## PASSAGE TO READ:
Contrary to Appellant's assertions, "equitable" factors do not indicate that the award of interest was inequitable. The Bank opposed turning over the money in good faith; that is, it had a legitimate argument for not turning over the money. This, however, does not mean that the parties who ultimately are held entitled to the money should not receive interest in order to be made whole. Moreover, the Bank was made aware of the PACA claims in May of 1987 and was aware of PACA when it made the loan to the Debtor. Finally, the Committee was not formed until September of 1989. The Committee commenced the adversary proceeding about 45 days later on October 16, 1989. Thus, the Committee acted promptly once it was formed. These "equitable considerations" do not suggest that the trial court abused its discretion by awarding prejudgment interest.

Finally, Appellant claims that it was denied an opportunity to brief the issue of whether prejudgment interest should have *642 been allowed at all. This argument is frivolous. At the hearing on the Motion for Summary Judgment, counsel for the Bank stated that issues regarding prejudgment interest "have been fully addressed in the moving and opposing papers, and that no further briefing need be taken." Ape.E.R. at 41:20-22. Thus, the court did not deny Appellant an opportunity to brief prejudgment interest issues.

b. Interest Rate and Commencement Date

Both the appropriate rate and the commencement date for an award of prejudgment interest is left to the broad discretion of the trial court. Columbia Brick Works, 768 F.2d at 1068. The bankruptcy court awarded the Committee interest at the federal judgment rate commencing May 27, 1987, the date the notice of intent letter was sent to the Bank by one of the PACA claimants.

## SUPPLIED MATERIAL:
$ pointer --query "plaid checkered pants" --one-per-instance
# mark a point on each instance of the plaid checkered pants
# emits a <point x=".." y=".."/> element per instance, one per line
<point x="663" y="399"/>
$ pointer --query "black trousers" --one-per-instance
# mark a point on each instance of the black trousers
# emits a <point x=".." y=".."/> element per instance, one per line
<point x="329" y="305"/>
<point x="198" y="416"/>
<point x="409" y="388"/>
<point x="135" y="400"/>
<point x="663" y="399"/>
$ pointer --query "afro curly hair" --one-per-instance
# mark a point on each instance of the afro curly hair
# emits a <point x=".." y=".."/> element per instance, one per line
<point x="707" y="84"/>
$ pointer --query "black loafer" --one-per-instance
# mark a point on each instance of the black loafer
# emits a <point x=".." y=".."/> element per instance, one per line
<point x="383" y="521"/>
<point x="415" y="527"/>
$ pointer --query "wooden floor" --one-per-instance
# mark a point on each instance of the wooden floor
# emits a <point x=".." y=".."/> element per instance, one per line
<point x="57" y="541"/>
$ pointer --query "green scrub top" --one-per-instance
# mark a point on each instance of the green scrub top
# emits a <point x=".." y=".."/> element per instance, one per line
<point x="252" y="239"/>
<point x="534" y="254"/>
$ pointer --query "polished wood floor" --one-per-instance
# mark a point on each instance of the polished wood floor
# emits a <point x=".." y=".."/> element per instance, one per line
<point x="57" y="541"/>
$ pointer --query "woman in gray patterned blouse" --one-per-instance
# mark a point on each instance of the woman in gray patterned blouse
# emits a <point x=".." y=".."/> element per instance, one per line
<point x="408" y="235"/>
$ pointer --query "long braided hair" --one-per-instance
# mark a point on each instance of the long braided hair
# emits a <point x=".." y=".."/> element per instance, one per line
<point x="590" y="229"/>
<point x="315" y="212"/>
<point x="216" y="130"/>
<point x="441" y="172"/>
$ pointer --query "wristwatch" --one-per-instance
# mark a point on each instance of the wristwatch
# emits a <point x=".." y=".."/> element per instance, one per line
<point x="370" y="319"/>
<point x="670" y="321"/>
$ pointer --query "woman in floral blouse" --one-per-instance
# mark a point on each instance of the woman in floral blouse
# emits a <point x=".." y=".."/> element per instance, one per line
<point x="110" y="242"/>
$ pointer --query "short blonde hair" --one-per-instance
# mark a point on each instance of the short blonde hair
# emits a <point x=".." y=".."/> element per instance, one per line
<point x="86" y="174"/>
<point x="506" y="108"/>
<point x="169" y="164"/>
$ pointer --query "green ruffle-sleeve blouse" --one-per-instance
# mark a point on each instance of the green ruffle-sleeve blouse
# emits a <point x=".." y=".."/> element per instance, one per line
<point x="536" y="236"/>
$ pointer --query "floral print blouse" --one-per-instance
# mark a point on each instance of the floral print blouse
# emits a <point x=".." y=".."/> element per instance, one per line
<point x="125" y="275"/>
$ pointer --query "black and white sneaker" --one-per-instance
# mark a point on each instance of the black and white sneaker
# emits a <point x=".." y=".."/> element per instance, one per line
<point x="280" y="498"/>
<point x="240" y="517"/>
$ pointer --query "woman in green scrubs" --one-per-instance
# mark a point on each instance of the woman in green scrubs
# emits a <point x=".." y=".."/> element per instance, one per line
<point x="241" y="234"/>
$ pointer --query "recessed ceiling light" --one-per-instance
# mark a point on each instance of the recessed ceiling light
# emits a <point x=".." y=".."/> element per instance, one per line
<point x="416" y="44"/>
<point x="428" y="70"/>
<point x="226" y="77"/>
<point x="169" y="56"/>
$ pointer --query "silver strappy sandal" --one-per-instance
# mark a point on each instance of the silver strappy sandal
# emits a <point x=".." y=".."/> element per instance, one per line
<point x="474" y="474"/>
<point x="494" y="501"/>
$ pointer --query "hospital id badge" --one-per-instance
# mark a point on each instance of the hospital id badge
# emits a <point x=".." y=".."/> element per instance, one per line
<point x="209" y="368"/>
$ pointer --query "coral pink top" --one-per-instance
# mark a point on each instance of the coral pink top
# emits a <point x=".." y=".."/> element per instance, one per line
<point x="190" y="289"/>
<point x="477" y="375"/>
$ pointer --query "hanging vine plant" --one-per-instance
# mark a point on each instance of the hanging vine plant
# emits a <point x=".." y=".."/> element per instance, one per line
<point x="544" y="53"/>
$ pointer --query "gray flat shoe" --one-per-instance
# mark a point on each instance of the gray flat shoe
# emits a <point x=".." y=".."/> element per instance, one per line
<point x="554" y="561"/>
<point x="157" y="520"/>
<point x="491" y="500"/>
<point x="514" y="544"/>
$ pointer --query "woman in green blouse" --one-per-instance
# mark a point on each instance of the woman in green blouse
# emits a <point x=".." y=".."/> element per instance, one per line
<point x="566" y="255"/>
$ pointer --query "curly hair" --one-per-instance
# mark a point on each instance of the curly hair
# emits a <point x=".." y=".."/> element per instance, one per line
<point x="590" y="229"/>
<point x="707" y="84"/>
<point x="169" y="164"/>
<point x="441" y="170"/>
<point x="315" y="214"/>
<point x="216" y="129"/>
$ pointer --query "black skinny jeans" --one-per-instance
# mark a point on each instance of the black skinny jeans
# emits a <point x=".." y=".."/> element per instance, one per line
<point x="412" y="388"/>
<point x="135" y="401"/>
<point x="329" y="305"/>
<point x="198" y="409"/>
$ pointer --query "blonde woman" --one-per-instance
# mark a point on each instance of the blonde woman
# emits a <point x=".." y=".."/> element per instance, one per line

## TO BE DONE:
1. Answer these questions from the passage on prejudgment interest:
(a) In what month and year was the Committee formed?
(b) At the hearing on the Motion for Summary Judgment, what did counsel for the Bank say about the briefing of prejudgment interest issues?
(c) At what rate did the bankruptcy court award interest to the Committee, and from what date?
2. Pick out each line of the records that contains the word "coral".
The passage on prejudgment interest and the records are independent materials and bear no relation to each other.

## SOLUTIONS TO EACH TASK:
1.
(a) September of 1989.
(b) Counsel stated that the issues "have been fully addressed in the moving and opposing papers, and that no further briefing need be taken."
(c) The federal judgment rate, commencing May 27, 1987.

2.
$ pointer --query "coral pink top" --one-per-instance
# mark a point on each instance of the coral pink top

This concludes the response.